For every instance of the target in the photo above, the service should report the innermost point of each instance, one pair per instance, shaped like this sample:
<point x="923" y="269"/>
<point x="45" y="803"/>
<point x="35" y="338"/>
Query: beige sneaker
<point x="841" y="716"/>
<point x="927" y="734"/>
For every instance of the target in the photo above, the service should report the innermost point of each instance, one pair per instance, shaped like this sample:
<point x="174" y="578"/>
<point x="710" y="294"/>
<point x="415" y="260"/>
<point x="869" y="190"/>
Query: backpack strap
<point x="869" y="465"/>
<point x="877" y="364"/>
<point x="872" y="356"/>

········

Faithfully copy every entry, leaving nothing out.

For every instance of the target in the photo above, the service should report the innermost point of each instance, one pair per instance, shaped like this sample:
<point x="923" y="269"/>
<point x="45" y="803"/>
<point x="35" y="338"/>
Query: beige sneaker
<point x="841" y="716"/>
<point x="927" y="734"/>
For every instance of the target in the photo above, the service should report the innermost point of each instance, one pair per instance, shaped like this sample:
<point x="174" y="578"/>
<point x="710" y="294"/>
<point x="415" y="260"/>
<point x="869" y="190"/>
Query: backpack strap
<point x="869" y="465"/>
<point x="877" y="364"/>
<point x="872" y="356"/>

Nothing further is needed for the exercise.